A function comprises a sequence of statements, which we shall refer to as a block. Each statement
is either a variable assignment (e.g. v = e), a conditional of the form if (p) {b1} else {b2}
or a while loop of the form while (p) {b}. The two arms of each conditional and the body of
each while loop are themselves blocks and may be empty.

The right-hand side of an assignment and the predicates attached to conditionals and while
loops are expressions, each of which is either a constant (e.g. 0, 1, -9, …), a variable reference
(e.g. x, prod, …) or the application of an operator to two (sub)expressions (e.g. x + y – z, a *
2, n >= 0, …).

4

4.1 Program representation

The following Haskell data types define the internal representation of functions, which should be
self-explanatory:

type Id = String

data Op = Add | Mul | Eq | GEq

deriving (Eq, Show)

data Exp = Const Int | Var Id | Apply Op Exp Exp

deriving (Eq, Show)

data Statement = Assign Id Exp |

If Exp Block Block |

While Exp Block

deriving (Eq, Show)

type Block = [Statement]

type Function = (Id, [Id], Block)

* Directive a *
List every constructor of the Op data type in the passage on program representation.

* Source records *

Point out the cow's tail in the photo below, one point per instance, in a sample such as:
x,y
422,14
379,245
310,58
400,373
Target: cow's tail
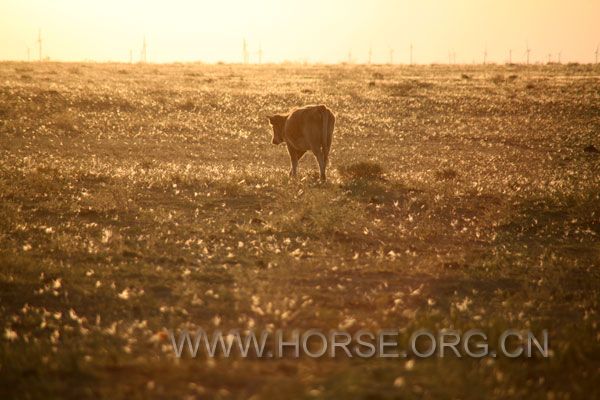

* Directive b *
Please extract the records above line for line without changes, leaving the pictures out.

* Output a *
Add, Mul, Eq, GEq

* Output b *
Point out the cow's tail in the photo below, one point per instance, in a sample such as:
x,y
422,14
379,245
310,58
400,373
Target: cow's tail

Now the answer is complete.